### TASK A:
In the cycling blog text, on what date is the Ronde van Oost Lancashire taking place?

Friday, 16 March 2012
Ronde van Oost Lancashire teaser
I snuck off work for a day earlier this week and went filming. Armed with a Go Pro camera and a moody, misty East Lancs day I thought I'd give you a sneak preview of some of the Ronde's finest features.
Dave Haygarth has done a superb job editing it, and supplying the music - huge thanks. Wayne McIntosh replied to a twitter invite to come and join me filming, albeit for the first section.
The eagle eyed among you will also spot another Planet X prototype - the forthcoming 'XLS' carbon cross, internal routed cables and discs included. Like.
Final details for the Ronde on 31 March are coming soon - check the links over on the right hand side of this page for route description and further background info.
Saturday, 10 March 2012
Hometime
Time to clock off and go and get some riding in......... 'Hometime'
Aided and abetted by a nice Planet X Ti cross disc prototype via Dave Haygarth
Monday, 5 March 2012
Meet the Bradshaws - the Sportsunday Bradshaws
I spotted the flouro bibs first. There were already bib-sporting marshals at cross races but this pair seemed to be lurking in the undergrowth, or at improbable points along the course. After a race or two, I realised they were photographers and that they weren’t casually snapping friends and family. No, they were taking pictures of each and every rider, lap after lap.
Welcome to the North West’s hardest working photographers of amateur sport – David and Laura Bradshaw from Sportsunday Event Photography. David and Laura cover not only every North West Cyclocross League event, but also pretty much any other outdoor endurance sport you care to mention – triathlon, fell running, ultra running, mountainbiking as well as road sportives and other mass participation cycling events. Apparently, photographing winter cross is what they like to do on their days off……..
Professional photographers of many years standing, their town centre studio in Burnley was the base for many a wedding and portrait shoot but they were drawn into cross after beginning to cover local fell running in March 2010. Their portfolio has now expanded across the endurance sports spectrum and they have a team of 8 other photographers with whom they work to cover all the events. True to form, there don't appear to be any pics of the pair themselves in action. I shall have to get some for an update.
I recently asked them what drew them to the North West cross scene – ‘what we really like about the cross scene is the family aspect. Lots of dads and daughters/sons all playing together. Competitive yet friendly, we’ve met lots of NICE people.’
And they echo the clear signs that the local scene is growing too:
‘The cross scene looks set to burst into life. The 2 things that get a lot of kids are Tri & Cross. We would like to see cross become even more popular. Sunny warm with mud would be good. Perhaps a couple of evening events, louder with music and sponsors. Make it something where people would stay longer.’
Last year, in the run up to my annual social ride, the Ronde van Oost Lancashire, I got a call from David and Laura. They asked if they could come and photograph the event and if I wanted any support with running it. Slightly taken aback at the offer of support, I mumbled something about cake and from that point possibly the most legendary cake provision in any cycling event was born.

### TASK B:
Convert the stretch of the records from the line containing "of the white" through the end of the records into a Markdown table with the columns Row and Line. Leave out any blank lines.

### TASK INPUTS:
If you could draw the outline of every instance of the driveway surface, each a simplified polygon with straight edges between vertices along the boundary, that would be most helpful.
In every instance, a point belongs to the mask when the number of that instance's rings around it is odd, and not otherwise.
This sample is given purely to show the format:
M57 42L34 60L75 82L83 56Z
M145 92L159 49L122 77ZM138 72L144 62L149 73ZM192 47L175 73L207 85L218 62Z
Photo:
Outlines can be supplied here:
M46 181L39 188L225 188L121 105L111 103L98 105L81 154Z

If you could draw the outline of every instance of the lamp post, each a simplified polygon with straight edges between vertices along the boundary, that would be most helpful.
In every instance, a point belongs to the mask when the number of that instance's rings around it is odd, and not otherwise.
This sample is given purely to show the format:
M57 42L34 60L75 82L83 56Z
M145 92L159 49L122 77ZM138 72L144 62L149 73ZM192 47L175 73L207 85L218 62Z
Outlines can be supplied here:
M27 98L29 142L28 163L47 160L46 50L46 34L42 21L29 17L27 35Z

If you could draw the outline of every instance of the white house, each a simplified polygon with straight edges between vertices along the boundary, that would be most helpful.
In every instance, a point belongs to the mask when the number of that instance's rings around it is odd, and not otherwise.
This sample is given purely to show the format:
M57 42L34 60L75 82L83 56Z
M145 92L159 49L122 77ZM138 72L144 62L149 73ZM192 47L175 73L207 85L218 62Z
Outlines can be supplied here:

### CORRECT OUTPUT A:
31 March

### CORRECT OUTPUT B:
| Row | Line |
|---|---|
| 1 | If you could draw the outline of every instance of the white house, each a simplified polygon with straight edges between vertices along the boundary, that would be most helpful. |
| 2 | In every instance, a point belongs to the mask when the number of that instance's rings around it is odd, and not otherwise. |
| 3 | This sample is given purely to show the format: |
| 4 | M57 42L34 60L75 82L83 56Z |
| 5 | M145 92L159 49L122 77ZM138 72L144 62L149 73ZM192 47L175 73L207 85L218 62Z |
| 6 | Outlines can be supplied here: |